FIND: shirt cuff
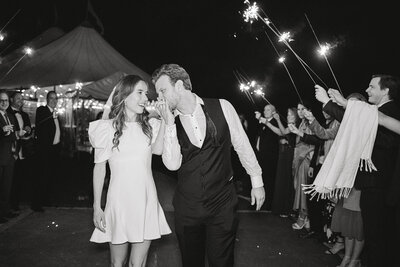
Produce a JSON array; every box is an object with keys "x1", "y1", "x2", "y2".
[
  {"x1": 322, "y1": 100, "x2": 332, "y2": 108},
  {"x1": 250, "y1": 176, "x2": 264, "y2": 188},
  {"x1": 165, "y1": 124, "x2": 176, "y2": 137}
]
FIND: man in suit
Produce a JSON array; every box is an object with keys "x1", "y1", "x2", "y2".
[
  {"x1": 7, "y1": 91, "x2": 33, "y2": 214},
  {"x1": 0, "y1": 91, "x2": 19, "y2": 223},
  {"x1": 31, "y1": 91, "x2": 61, "y2": 212},
  {"x1": 255, "y1": 104, "x2": 282, "y2": 211},
  {"x1": 153, "y1": 64, "x2": 265, "y2": 267},
  {"x1": 316, "y1": 75, "x2": 400, "y2": 266}
]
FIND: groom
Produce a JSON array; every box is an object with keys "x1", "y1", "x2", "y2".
[{"x1": 153, "y1": 64, "x2": 265, "y2": 267}]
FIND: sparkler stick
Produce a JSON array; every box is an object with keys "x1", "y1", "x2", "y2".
[
  {"x1": 243, "y1": 0, "x2": 328, "y2": 87},
  {"x1": 265, "y1": 29, "x2": 303, "y2": 104},
  {"x1": 0, "y1": 9, "x2": 21, "y2": 33},
  {"x1": 235, "y1": 69, "x2": 286, "y2": 123},
  {"x1": 304, "y1": 13, "x2": 343, "y2": 95},
  {"x1": 233, "y1": 68, "x2": 256, "y2": 107}
]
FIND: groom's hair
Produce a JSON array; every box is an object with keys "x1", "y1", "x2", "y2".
[
  {"x1": 372, "y1": 74, "x2": 400, "y2": 100},
  {"x1": 152, "y1": 64, "x2": 192, "y2": 91}
]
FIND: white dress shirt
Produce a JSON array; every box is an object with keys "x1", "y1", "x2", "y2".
[{"x1": 162, "y1": 94, "x2": 264, "y2": 188}]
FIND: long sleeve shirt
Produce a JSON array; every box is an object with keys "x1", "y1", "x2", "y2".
[{"x1": 162, "y1": 95, "x2": 264, "y2": 188}]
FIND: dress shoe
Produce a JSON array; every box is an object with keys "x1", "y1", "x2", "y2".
[
  {"x1": 31, "y1": 207, "x2": 44, "y2": 212},
  {"x1": 4, "y1": 211, "x2": 19, "y2": 219},
  {"x1": 299, "y1": 231, "x2": 317, "y2": 238},
  {"x1": 292, "y1": 217, "x2": 310, "y2": 230}
]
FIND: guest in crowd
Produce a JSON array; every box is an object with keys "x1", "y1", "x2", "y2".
[
  {"x1": 316, "y1": 75, "x2": 400, "y2": 266},
  {"x1": 8, "y1": 91, "x2": 34, "y2": 214},
  {"x1": 0, "y1": 91, "x2": 19, "y2": 223},
  {"x1": 255, "y1": 104, "x2": 281, "y2": 211},
  {"x1": 272, "y1": 108, "x2": 300, "y2": 217},
  {"x1": 289, "y1": 102, "x2": 314, "y2": 230},
  {"x1": 31, "y1": 91, "x2": 61, "y2": 212}
]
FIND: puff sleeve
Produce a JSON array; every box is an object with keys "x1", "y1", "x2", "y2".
[{"x1": 89, "y1": 120, "x2": 114, "y2": 163}]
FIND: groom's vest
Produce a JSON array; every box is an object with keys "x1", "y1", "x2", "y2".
[{"x1": 174, "y1": 99, "x2": 233, "y2": 214}]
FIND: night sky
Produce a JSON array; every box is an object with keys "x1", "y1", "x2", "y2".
[{"x1": 0, "y1": 0, "x2": 400, "y2": 119}]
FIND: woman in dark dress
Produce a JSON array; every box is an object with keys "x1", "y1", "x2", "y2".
[{"x1": 272, "y1": 108, "x2": 299, "y2": 217}]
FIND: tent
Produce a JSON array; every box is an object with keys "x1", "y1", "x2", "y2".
[
  {"x1": 0, "y1": 25, "x2": 154, "y2": 96},
  {"x1": 81, "y1": 71, "x2": 126, "y2": 100}
]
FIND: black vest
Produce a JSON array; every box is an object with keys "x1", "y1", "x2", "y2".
[{"x1": 173, "y1": 99, "x2": 233, "y2": 214}]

┄┄┄┄┄┄┄┄┄┄┄┄┄┄┄┄┄┄┄┄

• **Exercise prompt**
Reproduce word for word everything in the records above, from the line containing "FIND: black vest" down to the end of the records.

• **Task response**
FIND: black vest
Produce a JSON array; every box is an object with keys "x1", "y1", "x2", "y2".
[{"x1": 173, "y1": 99, "x2": 233, "y2": 214}]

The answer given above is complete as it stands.